## [Task set]
• A. According to the story outline, where does Hailee work?
• B. List every topic that the story outline says the "Historical Background" introduction reviews.
• C. Using the story outline, state whether each statement agrees with it: (i) Leif is visiting the U.S. for two years. (ii) Leif and Hailee are nearly killed in a car chase on their first date. (iii) After the first date, Leif decides to end the relationship.

## [Document extract]
"""

Story = dramatic interracial romance in Alabama 1961.
Introduction = "Historical Background," brief review of slavery, the Civil War, the Jim Crow days and the beginning Civil Rights movement.
Main characters = Leif, a 21-year-old idealistic Swede, and Hailee, a dark complected, very beautiful 20-year-old woman. Leif is on a one year visit to the U.S.. Hailee works in a cafeteria on the Redstone Arsenal military base outside Huntsville, Alabama.
Chapters 1 - 20 = Leif sees Hailee, and is immediately enchanted by her, but due to Southern segregation, she is forbidden fruit. She gives him some indications that she would like to meet him also, but is too frightened by the possible consequences. A series of dramatic and heart wrenching attempts by Leif to meet her culminates in a disastrous first date where they are nearly killed in a car chase as they are pursued by a gang of young Southern whites. It scares Hailee so much that she decides to break off their budding relationship completely. Months go by in emotional turmoil as Leif becomes obsessed with his frustrated desire for Hailee.

"""

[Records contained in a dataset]

"""

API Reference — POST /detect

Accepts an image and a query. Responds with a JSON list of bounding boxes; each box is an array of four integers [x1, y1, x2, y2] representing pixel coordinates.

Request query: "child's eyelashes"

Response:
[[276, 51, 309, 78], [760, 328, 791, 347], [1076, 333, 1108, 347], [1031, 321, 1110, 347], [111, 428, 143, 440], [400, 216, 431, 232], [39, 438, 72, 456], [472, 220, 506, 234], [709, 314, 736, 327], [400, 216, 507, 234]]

"""

## [Exercise answers]
• A. She works in a cafeteria on the Redstone Arsenal military base outside Huntsville, Alabama.

• B. Slavery, the Civil War, the Jim Crow days, the beginning Civil Rights movement

• C.
(i) No: "Leif is on a one year visit"
(ii) Yes: "a disastrous first date where they are nearly killed in a car chase"
(iii) No: "It scares Hailee so much that she decides to break off their budding relationship completely."